• _Task details_:
What lines of the material hold the string "below"? Pull each of them out.

- - -

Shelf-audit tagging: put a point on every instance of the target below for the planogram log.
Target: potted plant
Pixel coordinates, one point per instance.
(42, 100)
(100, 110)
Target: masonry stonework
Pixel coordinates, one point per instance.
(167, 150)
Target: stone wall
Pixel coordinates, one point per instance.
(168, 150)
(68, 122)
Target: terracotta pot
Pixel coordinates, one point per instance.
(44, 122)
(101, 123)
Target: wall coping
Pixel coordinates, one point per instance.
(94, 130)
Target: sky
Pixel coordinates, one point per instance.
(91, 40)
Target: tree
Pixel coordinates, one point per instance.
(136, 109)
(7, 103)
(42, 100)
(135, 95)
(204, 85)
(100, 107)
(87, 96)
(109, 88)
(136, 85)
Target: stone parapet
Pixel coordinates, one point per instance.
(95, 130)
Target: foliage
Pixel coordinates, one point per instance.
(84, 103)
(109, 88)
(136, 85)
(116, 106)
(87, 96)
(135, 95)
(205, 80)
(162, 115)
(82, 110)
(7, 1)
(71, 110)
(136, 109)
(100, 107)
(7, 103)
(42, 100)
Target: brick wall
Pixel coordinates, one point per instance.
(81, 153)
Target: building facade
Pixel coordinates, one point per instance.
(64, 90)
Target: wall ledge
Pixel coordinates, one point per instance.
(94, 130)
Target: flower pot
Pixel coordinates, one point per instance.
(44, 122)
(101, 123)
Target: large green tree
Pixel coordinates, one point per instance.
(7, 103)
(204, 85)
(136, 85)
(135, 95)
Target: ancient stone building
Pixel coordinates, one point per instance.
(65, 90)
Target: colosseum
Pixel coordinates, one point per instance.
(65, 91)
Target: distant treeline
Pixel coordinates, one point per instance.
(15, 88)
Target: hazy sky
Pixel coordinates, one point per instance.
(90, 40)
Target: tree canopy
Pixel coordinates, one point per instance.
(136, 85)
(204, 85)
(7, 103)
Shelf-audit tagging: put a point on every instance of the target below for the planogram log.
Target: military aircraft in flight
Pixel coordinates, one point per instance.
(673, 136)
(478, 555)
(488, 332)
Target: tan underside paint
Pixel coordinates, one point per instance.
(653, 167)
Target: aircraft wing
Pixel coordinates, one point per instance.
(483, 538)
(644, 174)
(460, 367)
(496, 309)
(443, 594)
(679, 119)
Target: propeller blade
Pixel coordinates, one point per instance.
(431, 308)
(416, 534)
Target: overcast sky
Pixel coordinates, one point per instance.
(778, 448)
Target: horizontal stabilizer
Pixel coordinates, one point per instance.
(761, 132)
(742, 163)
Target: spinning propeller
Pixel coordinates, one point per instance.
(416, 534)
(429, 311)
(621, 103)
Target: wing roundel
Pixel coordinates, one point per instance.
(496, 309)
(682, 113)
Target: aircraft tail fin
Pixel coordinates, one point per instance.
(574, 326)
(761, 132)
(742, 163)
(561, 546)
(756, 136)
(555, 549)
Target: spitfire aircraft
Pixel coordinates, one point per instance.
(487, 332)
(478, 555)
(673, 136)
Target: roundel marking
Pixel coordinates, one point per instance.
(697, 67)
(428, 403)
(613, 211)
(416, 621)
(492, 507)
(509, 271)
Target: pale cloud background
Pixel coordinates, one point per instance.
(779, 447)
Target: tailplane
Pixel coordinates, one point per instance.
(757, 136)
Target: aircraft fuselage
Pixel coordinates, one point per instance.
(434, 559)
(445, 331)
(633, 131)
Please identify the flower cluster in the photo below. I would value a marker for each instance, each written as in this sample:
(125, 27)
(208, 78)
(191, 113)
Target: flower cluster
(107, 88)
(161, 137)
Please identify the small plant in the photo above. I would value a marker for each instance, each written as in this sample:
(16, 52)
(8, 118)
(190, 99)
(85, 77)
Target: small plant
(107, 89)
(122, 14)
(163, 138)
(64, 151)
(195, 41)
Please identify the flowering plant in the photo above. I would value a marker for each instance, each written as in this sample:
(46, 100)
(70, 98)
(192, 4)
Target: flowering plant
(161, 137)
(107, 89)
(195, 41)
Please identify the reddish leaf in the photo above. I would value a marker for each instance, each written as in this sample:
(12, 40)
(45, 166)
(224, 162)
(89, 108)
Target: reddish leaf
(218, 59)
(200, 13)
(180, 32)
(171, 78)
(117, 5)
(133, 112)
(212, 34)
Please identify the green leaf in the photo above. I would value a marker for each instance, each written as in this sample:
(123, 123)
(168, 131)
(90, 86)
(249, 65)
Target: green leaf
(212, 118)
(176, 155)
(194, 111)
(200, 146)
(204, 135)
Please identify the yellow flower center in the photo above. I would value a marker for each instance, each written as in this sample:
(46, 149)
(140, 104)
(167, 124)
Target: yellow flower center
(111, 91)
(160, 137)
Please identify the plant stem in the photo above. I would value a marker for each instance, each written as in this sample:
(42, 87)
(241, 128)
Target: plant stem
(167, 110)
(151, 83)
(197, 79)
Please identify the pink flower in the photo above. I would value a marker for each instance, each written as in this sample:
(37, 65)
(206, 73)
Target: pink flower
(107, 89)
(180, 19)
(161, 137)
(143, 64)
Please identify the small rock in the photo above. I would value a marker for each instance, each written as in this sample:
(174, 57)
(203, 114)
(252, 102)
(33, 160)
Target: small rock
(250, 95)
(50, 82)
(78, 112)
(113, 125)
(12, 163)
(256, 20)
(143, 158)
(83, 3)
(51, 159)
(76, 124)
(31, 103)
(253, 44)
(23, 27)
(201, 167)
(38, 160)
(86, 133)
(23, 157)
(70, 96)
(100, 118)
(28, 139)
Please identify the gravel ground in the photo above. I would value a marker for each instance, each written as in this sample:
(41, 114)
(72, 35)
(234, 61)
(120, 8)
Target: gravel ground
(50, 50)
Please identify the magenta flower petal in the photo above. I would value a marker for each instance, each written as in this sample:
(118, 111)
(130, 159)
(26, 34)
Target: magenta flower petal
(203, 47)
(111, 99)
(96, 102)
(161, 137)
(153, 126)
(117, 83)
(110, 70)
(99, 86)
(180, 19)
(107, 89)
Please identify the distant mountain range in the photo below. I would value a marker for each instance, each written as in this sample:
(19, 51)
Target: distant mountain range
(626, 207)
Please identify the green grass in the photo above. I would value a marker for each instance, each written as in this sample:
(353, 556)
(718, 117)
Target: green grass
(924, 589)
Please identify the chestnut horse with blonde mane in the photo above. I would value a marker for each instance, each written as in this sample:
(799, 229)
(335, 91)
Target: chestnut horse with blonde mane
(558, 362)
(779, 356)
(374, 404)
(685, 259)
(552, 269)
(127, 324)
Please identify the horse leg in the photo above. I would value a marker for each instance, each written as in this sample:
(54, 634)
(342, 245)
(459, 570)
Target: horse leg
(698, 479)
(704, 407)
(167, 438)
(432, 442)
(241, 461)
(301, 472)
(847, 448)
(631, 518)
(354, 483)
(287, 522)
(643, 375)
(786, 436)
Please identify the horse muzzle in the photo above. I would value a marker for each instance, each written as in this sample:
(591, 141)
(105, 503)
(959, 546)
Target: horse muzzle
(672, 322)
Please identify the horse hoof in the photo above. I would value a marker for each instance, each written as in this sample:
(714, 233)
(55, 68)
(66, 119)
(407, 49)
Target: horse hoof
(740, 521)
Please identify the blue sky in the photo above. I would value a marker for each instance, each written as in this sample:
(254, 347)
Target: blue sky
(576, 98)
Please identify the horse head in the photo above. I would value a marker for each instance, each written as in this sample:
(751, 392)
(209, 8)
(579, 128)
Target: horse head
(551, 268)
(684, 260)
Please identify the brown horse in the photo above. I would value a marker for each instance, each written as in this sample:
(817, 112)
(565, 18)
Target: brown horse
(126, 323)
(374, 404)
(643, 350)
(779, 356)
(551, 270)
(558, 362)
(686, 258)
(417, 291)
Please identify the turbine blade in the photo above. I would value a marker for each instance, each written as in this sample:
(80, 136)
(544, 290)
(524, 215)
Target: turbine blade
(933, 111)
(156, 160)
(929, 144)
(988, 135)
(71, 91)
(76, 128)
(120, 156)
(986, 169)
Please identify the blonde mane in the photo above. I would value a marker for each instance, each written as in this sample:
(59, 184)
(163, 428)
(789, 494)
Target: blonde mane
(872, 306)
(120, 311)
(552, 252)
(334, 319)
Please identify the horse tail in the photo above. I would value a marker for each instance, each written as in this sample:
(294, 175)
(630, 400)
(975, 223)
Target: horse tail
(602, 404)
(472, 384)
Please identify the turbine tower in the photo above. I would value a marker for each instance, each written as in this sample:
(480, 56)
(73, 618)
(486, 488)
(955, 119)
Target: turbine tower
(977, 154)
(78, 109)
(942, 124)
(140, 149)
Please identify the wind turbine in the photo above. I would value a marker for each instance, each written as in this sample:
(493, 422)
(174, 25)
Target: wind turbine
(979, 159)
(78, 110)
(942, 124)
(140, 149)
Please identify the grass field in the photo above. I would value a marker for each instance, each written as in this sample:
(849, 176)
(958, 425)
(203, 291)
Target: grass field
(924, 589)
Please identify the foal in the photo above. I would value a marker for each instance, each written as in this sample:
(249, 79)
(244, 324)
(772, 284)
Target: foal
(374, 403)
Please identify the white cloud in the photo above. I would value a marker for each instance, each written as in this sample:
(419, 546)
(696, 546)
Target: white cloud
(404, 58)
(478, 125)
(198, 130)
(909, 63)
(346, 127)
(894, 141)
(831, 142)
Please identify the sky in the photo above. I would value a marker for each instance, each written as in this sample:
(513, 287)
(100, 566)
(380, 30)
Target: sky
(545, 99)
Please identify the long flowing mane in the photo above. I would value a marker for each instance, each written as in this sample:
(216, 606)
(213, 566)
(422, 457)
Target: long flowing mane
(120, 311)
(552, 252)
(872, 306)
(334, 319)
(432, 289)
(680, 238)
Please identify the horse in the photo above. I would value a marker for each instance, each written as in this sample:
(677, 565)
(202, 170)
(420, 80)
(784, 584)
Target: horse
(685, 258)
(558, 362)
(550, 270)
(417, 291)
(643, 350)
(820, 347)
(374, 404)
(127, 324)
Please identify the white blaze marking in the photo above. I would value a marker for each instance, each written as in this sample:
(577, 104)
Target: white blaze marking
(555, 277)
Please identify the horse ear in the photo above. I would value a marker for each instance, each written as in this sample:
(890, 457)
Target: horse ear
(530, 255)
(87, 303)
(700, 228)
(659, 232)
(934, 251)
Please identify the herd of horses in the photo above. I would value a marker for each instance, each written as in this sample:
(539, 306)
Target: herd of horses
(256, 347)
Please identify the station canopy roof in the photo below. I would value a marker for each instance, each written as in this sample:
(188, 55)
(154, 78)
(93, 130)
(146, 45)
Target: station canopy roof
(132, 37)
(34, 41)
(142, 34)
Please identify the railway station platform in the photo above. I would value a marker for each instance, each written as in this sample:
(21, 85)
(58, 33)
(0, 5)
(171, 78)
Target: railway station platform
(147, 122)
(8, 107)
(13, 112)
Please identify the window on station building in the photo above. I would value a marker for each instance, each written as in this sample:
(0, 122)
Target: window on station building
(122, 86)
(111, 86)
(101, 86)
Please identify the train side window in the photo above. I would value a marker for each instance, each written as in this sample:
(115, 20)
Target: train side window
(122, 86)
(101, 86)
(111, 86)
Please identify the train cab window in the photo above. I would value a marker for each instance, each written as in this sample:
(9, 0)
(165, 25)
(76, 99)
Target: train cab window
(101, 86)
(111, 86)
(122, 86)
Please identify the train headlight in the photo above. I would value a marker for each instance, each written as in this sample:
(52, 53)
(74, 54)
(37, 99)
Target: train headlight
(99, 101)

- - -

• _Result_:
Shelf-audit tagging: put a point on every instance of the target below for the planogram log.
Shelf-audit tagging: put a point on every instance of the target below for the planogram log.
Please identify the flower cluster in the photo below. I would value a marker for each instance, each written as in this sample:
Please identify the distant mountain range in the photo below. I would value a marker for each instance, each written as in this sample:
Please identify the station canopy roof in the photo below. I would value a marker for each instance, each written as in this sample:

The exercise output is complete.